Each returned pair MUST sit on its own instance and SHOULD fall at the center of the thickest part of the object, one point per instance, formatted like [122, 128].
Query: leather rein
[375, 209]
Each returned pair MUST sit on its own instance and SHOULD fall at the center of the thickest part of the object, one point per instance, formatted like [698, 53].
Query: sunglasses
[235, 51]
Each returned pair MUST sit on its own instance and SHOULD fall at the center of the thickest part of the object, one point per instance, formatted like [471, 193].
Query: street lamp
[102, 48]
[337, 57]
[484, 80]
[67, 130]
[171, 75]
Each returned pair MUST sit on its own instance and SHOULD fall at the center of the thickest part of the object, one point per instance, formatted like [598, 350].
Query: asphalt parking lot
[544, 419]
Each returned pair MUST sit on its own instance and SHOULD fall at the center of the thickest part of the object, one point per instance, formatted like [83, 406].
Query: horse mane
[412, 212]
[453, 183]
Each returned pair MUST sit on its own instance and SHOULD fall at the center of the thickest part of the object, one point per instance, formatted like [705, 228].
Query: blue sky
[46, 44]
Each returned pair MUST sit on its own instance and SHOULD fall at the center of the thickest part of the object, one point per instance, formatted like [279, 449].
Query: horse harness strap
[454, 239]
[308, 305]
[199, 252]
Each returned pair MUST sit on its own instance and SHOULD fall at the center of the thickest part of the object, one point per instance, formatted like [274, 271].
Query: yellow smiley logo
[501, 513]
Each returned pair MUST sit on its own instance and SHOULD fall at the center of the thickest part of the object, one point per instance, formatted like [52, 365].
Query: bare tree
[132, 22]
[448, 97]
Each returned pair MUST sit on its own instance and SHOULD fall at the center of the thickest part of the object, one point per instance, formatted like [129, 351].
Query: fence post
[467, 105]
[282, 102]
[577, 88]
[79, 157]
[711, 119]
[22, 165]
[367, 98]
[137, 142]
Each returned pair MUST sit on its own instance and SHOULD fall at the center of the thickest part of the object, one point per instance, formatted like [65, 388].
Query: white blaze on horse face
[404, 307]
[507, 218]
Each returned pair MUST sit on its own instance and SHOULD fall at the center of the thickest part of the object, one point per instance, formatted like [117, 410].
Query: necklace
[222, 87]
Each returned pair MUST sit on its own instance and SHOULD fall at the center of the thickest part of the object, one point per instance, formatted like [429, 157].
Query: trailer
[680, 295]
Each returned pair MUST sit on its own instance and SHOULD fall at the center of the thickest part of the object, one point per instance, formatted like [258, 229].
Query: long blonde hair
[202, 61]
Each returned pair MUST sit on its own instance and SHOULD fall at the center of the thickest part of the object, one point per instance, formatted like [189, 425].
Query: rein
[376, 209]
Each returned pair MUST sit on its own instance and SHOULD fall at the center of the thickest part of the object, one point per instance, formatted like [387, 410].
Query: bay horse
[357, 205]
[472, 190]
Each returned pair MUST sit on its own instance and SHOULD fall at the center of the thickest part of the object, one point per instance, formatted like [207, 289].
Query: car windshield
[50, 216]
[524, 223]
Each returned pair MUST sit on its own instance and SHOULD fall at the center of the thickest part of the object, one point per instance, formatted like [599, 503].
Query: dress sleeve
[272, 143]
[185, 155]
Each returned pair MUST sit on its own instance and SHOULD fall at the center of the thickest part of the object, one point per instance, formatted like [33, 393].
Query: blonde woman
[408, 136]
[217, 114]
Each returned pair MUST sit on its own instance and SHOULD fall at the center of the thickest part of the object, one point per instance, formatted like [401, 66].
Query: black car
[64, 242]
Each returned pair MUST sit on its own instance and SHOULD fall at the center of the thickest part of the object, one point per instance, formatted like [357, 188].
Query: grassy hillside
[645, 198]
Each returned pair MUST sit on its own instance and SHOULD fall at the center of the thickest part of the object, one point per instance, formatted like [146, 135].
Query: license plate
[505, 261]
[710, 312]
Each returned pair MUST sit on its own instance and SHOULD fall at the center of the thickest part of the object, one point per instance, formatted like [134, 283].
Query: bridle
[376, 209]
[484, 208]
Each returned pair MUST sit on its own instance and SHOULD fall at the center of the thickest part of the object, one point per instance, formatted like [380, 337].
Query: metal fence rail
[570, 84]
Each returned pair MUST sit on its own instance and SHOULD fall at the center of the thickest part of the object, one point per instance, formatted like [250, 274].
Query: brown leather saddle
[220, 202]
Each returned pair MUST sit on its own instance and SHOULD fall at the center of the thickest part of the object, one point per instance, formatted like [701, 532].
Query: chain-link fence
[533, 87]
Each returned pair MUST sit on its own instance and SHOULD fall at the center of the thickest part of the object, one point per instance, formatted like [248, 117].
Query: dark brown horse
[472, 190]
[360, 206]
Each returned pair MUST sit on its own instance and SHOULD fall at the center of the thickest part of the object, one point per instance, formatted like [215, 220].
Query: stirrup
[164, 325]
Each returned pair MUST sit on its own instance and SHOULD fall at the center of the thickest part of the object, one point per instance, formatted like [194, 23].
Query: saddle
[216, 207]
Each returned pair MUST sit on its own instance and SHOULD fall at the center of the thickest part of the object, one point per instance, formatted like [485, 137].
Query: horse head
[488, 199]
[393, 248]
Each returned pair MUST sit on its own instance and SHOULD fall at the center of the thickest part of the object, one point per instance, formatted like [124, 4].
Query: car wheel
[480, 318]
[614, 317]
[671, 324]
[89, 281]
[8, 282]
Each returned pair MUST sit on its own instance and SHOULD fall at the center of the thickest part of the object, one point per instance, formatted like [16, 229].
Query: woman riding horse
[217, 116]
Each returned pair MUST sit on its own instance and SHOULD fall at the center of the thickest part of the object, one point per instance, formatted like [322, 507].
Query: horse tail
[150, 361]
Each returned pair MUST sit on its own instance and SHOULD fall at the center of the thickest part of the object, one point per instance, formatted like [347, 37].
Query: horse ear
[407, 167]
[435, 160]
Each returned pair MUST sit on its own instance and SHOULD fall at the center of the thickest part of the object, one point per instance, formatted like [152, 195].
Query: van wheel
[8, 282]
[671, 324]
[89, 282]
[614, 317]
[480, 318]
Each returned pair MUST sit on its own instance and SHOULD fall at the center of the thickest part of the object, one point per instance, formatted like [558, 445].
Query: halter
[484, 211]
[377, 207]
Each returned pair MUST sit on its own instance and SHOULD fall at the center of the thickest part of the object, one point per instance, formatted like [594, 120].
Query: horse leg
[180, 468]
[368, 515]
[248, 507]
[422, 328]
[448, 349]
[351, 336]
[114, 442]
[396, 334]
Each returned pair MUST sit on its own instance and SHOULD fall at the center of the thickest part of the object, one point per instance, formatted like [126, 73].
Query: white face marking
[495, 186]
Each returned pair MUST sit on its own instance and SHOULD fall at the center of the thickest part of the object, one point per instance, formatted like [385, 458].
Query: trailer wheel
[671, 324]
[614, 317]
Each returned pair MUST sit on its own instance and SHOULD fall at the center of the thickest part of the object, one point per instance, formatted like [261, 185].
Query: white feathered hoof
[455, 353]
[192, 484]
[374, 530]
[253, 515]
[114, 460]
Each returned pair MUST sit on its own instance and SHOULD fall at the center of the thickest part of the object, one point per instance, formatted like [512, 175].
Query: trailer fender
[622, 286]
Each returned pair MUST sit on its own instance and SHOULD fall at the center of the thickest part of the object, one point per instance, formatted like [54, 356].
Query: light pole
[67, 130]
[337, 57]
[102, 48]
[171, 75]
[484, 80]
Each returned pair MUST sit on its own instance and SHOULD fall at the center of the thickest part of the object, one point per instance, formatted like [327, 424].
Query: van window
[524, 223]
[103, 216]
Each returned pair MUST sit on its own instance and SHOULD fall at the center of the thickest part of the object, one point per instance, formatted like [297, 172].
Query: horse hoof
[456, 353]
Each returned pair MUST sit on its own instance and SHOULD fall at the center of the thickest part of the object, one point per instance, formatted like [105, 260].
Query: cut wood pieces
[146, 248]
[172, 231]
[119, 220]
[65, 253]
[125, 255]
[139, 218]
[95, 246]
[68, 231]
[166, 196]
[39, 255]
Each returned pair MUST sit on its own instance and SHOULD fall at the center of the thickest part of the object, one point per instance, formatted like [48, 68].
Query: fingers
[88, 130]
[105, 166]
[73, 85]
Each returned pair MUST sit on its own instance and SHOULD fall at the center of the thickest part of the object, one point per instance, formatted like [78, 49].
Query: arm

▶ DIRECTIONS:
Set out the lines of the listing as a numbered list, from the line with "like [105, 260]." through the final line. Include both of those lines and omit any blank ones.

▶ TASK OUTPUT:
1. Each returned pair MUST sit on its own instance and SHOULD fall at the center of the thickest part of the object, one point per instance, formatted like [105, 260].
2. Query: cut wood pieces
3. [146, 248]
4. [172, 231]
5. [119, 220]
6. [65, 253]
7. [125, 255]
8. [139, 218]
9. [95, 246]
10. [68, 231]
11. [166, 196]
12. [39, 255]
13. Each returned pair MUST sit on its own instance and SHOULD fall at the center of the thickest part of the object, one point per instance, formatted like [48, 68].
14. Query: fingers
15. [88, 130]
16. [105, 166]
17. [73, 85]
18. Each returned pair MUST sit on its own instance and SHOULD fall at the center of the thickest part of the object, one point per instance, formatted like [78, 49].
19. Query: arm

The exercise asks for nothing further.